'''

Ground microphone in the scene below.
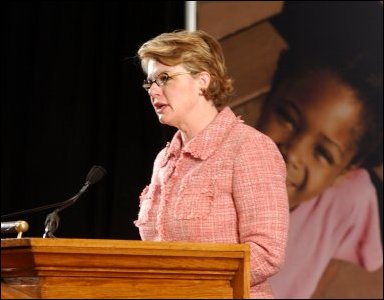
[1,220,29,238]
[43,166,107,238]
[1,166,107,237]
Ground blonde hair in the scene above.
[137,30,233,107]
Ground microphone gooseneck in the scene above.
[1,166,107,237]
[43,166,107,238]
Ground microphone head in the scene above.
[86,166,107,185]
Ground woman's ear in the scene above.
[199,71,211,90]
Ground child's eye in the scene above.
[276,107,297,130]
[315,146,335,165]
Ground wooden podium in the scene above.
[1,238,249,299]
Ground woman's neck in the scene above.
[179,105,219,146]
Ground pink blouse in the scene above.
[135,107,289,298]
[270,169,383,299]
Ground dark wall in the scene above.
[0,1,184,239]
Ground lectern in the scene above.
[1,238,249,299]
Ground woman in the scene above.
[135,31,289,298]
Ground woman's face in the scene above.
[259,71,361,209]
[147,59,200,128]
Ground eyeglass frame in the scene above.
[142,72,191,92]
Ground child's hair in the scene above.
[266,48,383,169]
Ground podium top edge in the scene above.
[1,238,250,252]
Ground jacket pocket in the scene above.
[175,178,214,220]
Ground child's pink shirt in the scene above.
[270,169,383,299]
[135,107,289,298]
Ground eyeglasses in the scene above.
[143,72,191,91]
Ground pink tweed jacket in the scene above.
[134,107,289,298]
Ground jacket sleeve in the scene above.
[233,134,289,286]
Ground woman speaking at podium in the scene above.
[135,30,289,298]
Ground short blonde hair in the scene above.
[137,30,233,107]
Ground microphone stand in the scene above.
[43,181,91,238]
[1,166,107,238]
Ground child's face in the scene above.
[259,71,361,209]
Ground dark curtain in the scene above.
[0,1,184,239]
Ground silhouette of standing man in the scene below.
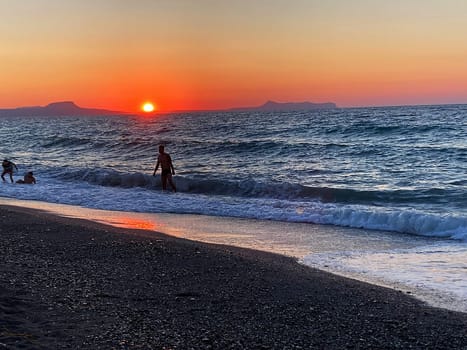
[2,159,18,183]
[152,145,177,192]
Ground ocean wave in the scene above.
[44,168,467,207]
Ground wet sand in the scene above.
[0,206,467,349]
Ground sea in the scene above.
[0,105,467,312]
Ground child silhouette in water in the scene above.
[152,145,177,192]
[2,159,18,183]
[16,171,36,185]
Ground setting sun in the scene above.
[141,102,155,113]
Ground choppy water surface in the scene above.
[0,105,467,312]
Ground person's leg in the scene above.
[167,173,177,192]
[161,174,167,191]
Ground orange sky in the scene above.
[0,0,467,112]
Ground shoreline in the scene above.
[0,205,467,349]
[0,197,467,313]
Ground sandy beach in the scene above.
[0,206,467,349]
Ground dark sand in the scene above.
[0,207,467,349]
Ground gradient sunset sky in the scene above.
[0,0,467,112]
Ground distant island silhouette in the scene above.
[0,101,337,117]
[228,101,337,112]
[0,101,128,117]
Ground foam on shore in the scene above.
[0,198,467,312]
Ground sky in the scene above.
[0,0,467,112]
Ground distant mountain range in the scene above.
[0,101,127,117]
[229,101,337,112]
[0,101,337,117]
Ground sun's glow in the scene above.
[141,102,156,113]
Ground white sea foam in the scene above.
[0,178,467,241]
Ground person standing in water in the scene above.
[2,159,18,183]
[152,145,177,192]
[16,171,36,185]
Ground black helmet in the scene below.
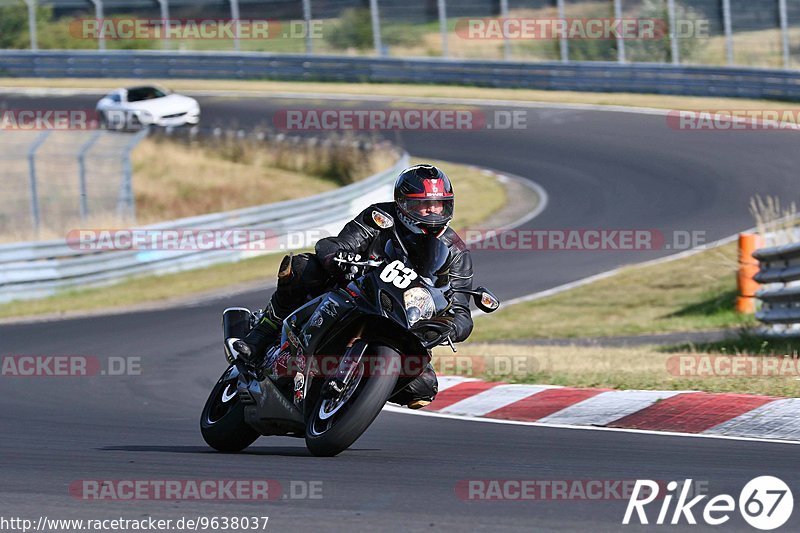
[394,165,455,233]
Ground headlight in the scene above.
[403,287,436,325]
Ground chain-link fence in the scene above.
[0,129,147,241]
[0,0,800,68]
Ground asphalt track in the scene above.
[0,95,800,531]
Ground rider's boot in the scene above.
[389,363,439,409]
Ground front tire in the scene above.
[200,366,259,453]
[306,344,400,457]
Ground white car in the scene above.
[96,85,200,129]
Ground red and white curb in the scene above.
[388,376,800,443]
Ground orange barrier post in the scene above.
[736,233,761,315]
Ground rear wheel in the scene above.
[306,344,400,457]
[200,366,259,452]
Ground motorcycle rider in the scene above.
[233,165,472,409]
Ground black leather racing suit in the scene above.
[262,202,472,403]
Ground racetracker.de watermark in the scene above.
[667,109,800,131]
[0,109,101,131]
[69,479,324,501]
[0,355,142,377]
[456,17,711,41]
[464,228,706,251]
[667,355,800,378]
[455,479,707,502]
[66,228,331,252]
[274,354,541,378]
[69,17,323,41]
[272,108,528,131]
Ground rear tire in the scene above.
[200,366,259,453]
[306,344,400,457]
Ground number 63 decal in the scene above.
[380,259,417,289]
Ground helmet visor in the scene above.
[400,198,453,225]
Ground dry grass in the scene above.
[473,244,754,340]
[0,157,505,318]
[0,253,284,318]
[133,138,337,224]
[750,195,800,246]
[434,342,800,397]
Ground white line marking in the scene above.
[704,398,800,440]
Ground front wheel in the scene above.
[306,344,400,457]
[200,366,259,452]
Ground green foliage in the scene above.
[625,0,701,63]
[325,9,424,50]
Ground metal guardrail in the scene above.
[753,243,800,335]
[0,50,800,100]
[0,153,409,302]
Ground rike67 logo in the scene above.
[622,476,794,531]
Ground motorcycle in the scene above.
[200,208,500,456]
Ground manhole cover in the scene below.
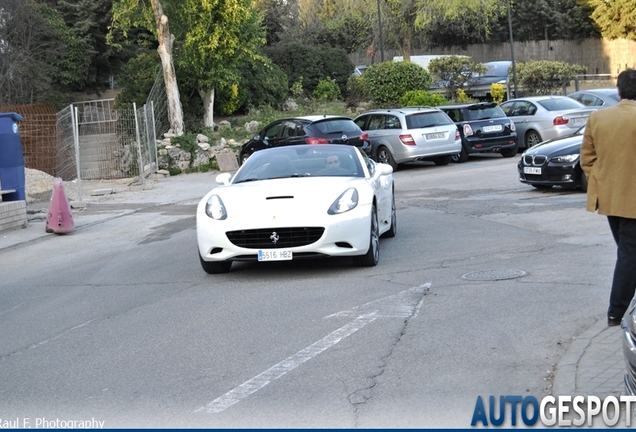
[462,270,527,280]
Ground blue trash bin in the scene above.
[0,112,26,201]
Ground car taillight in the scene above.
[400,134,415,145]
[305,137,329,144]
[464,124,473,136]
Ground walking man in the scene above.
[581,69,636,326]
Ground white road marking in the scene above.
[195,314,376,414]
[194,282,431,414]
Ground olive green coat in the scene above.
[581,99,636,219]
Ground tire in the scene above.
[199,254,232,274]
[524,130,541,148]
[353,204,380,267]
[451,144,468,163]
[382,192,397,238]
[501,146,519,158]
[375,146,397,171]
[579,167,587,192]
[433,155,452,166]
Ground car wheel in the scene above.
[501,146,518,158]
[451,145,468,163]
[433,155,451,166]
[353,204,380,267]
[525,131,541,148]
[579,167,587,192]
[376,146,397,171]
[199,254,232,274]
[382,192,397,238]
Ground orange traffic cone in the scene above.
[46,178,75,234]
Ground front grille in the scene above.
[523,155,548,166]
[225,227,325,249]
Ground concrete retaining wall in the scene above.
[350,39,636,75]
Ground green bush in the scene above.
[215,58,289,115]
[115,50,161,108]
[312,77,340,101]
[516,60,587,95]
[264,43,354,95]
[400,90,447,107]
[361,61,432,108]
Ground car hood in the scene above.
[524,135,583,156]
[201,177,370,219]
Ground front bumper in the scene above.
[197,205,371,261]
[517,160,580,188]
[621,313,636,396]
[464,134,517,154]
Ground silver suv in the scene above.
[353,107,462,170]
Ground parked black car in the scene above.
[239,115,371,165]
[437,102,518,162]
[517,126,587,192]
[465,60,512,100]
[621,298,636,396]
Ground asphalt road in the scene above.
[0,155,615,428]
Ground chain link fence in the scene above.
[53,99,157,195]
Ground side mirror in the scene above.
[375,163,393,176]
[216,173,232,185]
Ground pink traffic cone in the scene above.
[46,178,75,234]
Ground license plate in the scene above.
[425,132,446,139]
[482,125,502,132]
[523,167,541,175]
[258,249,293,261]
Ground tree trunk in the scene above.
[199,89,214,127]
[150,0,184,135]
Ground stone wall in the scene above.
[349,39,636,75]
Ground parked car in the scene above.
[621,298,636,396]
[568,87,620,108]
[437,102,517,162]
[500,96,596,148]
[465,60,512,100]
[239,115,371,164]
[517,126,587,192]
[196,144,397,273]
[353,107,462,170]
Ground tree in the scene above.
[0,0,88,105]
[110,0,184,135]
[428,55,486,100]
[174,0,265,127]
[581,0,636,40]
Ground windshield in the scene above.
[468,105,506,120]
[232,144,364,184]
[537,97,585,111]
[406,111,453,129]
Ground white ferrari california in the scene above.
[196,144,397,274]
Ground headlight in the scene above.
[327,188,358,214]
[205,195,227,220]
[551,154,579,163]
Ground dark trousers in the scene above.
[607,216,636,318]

'''
'''

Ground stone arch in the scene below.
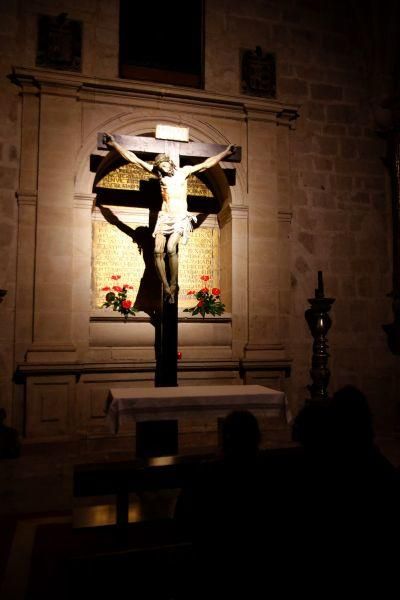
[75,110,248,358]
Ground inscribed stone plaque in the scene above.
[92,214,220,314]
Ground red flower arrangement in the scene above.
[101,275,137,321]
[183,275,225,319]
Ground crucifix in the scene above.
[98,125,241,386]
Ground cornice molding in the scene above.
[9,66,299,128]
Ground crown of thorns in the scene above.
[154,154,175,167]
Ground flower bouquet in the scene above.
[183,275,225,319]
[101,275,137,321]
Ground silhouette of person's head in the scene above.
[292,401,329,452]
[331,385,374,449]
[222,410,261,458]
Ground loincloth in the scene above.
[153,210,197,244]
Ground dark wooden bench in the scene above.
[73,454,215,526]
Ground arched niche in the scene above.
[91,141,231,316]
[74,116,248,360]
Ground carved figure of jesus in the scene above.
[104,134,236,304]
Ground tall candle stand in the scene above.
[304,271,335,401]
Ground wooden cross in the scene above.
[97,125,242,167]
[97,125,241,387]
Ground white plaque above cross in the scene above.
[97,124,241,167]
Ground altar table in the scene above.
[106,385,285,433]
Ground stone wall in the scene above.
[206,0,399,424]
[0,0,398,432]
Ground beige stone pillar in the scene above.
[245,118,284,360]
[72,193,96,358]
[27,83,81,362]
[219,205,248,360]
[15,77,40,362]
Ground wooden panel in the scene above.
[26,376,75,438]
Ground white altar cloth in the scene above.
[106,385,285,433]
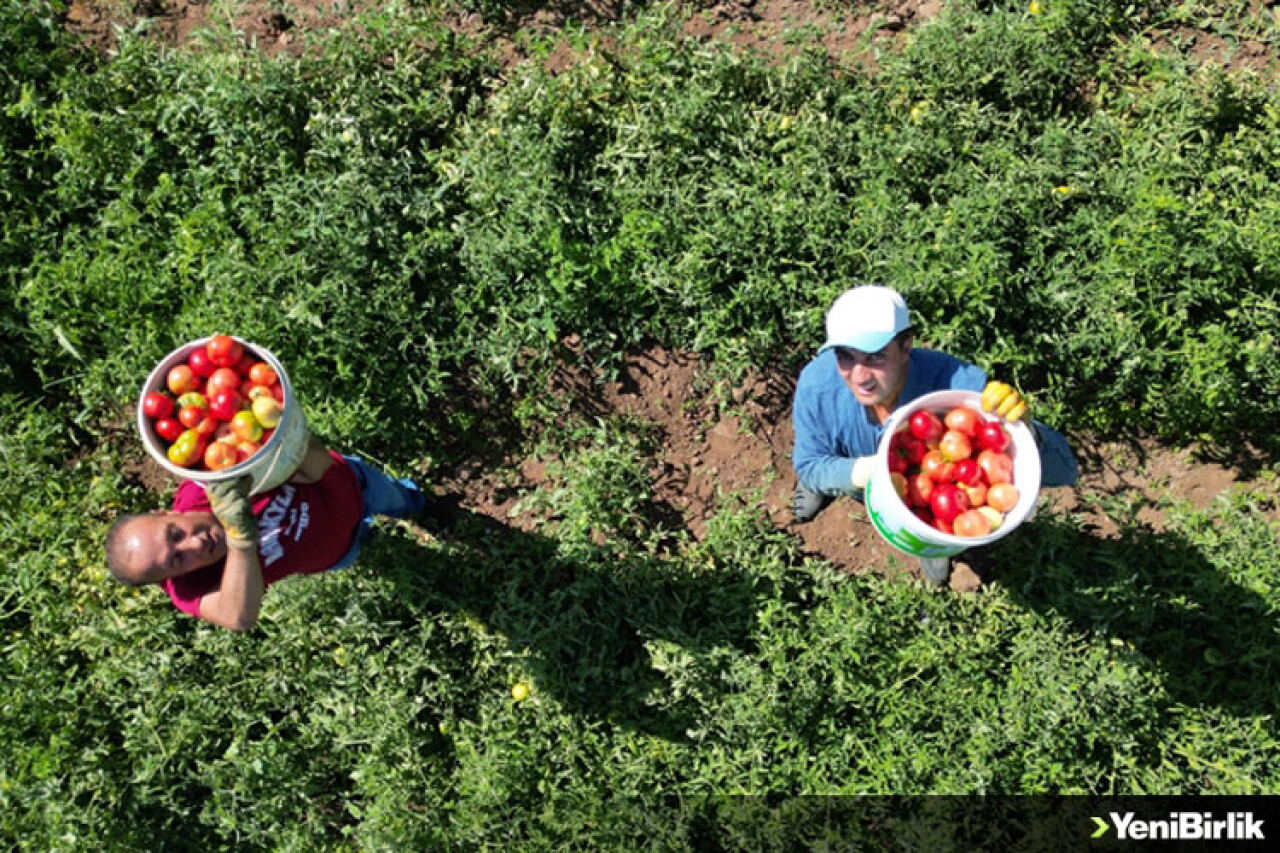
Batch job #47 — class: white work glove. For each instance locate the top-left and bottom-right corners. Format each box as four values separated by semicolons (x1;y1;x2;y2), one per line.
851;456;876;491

'''
'''

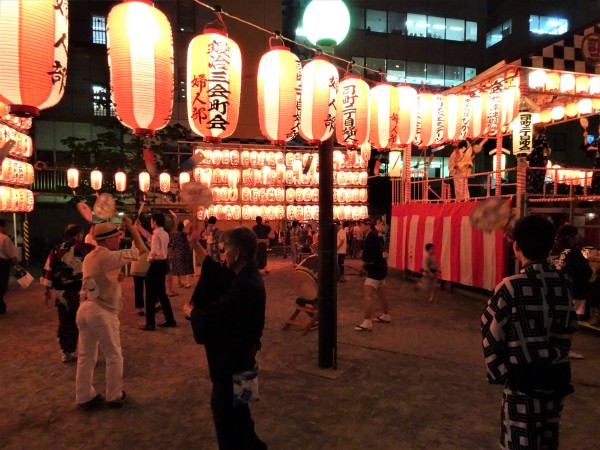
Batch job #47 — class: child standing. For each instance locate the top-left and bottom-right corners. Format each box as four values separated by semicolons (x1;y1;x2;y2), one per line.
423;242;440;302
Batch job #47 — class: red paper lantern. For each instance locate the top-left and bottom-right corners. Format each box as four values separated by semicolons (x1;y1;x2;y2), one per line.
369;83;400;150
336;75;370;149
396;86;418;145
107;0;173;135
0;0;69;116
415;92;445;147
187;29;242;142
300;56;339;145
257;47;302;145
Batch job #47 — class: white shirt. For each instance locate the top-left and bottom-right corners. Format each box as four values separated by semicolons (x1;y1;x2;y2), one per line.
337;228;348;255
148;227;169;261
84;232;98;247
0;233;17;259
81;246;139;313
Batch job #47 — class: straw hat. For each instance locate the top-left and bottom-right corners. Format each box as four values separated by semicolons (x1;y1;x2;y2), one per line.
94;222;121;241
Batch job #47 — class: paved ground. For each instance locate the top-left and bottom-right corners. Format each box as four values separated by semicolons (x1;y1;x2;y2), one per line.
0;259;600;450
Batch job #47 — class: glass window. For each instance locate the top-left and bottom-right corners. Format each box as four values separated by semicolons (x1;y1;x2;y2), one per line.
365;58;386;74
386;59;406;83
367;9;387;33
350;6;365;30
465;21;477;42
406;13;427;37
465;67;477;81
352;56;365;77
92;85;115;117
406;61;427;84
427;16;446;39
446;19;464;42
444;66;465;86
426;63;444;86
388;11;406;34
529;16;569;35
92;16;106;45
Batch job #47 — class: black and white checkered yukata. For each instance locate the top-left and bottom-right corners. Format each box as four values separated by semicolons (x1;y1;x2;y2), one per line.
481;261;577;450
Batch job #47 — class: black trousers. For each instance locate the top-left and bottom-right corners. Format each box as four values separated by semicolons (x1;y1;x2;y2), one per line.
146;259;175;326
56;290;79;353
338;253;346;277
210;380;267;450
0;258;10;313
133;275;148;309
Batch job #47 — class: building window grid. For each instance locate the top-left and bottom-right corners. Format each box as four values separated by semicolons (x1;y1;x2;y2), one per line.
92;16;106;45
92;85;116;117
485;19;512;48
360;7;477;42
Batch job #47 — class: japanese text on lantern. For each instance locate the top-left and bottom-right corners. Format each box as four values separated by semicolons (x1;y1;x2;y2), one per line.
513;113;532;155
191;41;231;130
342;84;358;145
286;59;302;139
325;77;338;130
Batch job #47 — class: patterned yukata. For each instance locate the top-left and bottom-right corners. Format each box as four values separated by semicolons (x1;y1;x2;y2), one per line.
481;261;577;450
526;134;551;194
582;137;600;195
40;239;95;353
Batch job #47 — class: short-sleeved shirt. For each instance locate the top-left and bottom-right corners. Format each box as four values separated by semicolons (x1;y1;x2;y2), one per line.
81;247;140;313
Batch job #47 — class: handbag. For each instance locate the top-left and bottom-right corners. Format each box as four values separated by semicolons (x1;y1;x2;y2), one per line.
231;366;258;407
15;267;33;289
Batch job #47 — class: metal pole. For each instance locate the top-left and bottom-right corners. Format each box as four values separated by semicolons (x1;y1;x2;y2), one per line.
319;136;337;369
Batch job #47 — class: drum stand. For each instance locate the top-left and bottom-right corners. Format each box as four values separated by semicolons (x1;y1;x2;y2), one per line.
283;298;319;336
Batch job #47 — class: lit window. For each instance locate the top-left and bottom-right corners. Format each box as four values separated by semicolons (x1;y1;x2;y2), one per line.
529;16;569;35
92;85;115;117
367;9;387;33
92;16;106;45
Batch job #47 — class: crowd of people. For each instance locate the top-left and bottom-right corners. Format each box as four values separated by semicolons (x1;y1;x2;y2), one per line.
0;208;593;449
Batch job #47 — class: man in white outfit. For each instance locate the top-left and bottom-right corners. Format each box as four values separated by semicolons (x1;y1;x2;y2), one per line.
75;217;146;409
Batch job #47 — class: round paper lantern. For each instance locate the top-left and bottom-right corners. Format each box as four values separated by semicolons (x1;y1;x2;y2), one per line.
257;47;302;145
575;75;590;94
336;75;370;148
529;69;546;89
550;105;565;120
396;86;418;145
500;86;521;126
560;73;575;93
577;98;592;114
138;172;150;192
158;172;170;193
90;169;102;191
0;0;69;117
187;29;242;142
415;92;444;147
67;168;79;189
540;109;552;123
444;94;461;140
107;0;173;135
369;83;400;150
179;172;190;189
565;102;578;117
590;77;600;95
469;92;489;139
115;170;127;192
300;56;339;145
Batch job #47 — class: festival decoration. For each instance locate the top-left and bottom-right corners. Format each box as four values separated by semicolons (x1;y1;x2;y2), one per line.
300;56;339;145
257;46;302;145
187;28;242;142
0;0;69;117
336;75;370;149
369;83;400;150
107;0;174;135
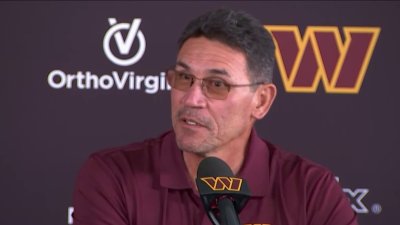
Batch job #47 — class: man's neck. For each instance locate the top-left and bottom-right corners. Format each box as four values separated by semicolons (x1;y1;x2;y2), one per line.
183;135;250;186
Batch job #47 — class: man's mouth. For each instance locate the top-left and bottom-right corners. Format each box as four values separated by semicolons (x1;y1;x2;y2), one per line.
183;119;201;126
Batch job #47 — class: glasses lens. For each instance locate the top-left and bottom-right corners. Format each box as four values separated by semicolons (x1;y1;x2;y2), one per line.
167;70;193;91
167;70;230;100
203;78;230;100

'''

**THE EXERCISE:** Rewrite the part of the entries that opens with the line containing "Ground podium top edge in the scene above." and closes with the line containing "[233,134,289,286]", replacing "jacket" with "blazer" and leaving everything else unchanged.

**ANSWER FOR THE TASK:**
Ground podium top edge in the scene above.
[1,238,250,252]
Ground blazer pocket in the scene above.
[175,178,214,220]
Ground child's pink shirt in the scene above.
[270,169,383,299]
[135,107,289,298]
Ground eyeglasses in the scene above.
[143,72,191,91]
Ground pink tweed blazer in the scene above.
[134,107,289,298]
Ground blazer sleeve in the scene above.
[233,134,289,286]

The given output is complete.